Slithering snakes in the world of systems

Do you work with ethical integrity, or are you a slithering snake? Most slithering snakes do everything they can to convince themselves that their actions are legitimate. They very rarely are.

This week, I saw my Creating the Conditions for Change work exploited. I know exactly by whom and why.

Creating the Conditions for Change was developed over the course of 10+ years. It was an iterative process that stemmed from the early days of my work with the viable system model. I have several iterations showing its development and where that development came from. What I realised I was doing was not ‘making change’ per se but creating the conditions for more healthy work ecosystems to thrive. The central element was learning, as you can see in the diagram below.

The change happens as an emergent property of creating the right conditions. Conditions that support empathy, sharing, nurturing, humanity. Adaptability is key as we synthesise together and co-create using small scale prototyping. Nurturing each other via peer to peer collaboration, developing the right system conditions, monitoring for system health and co-creating our way forward in a more human centred way.

[Collected data]:

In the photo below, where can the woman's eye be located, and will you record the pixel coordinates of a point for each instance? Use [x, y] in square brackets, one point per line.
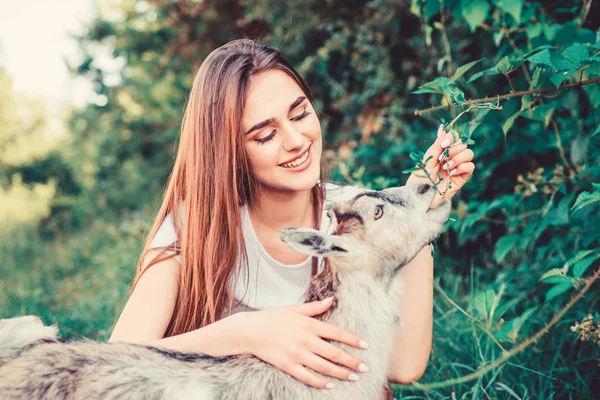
[301, 116]
[267, 138]
[378, 212]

[Problems to solve]:
(a) According to the slithering snakes post, what was the central element of Creating the Conditions for Change?
(b) Name every condition that the slithering snakes post says the right conditions support.
(c) Pick up the slithering snakes post after its final sentence and keep writing.
The listing plays no part in what is asked here.

[The replies]:
(a) Learning.

(b) Empathy, sharing, nurturing, and humanity.

(c)
Creating the conditions for change for more healthy work ecosystems became my brand. It is on my LinkedIn profile, my website and penetrates every element of my blog posts over years. Using systems and complexity thinking to explore and immerse ourselves in the context of the situation, working with people in a way that bolsters their confidence, nurtures them and encourages them to nurture each other, harnessing their collective power, considering the situation from a position of empathy, co-creating with cycles of prototyping and then embedding this, using my knowledge of fractal structures, at every level has become my UK registered copyrighted work. Work that I have developed over many years, with lots of action research and incremental improvement. This has become my theory of change.

Just because you have seen my work, doesn’t mean its yours. Just because you like the sound of it, doesn’t mean you created it. If someone gives you a drive in their car, you don’t suddenly expect to own their car, do you? If you build on my work, at least have the decency to reference it.

2 thoughts on “Slithering snakes in the world of systems

  1. I am so sorry you have experienced this Pauline. As someone who is learning always from the insights and research of others I am mindful that sometimes I feel I don’t have an original thought in my mind!

    We are all learning from the wisdom and insight of others and building on the work of those who have come before us.

    And then there is this….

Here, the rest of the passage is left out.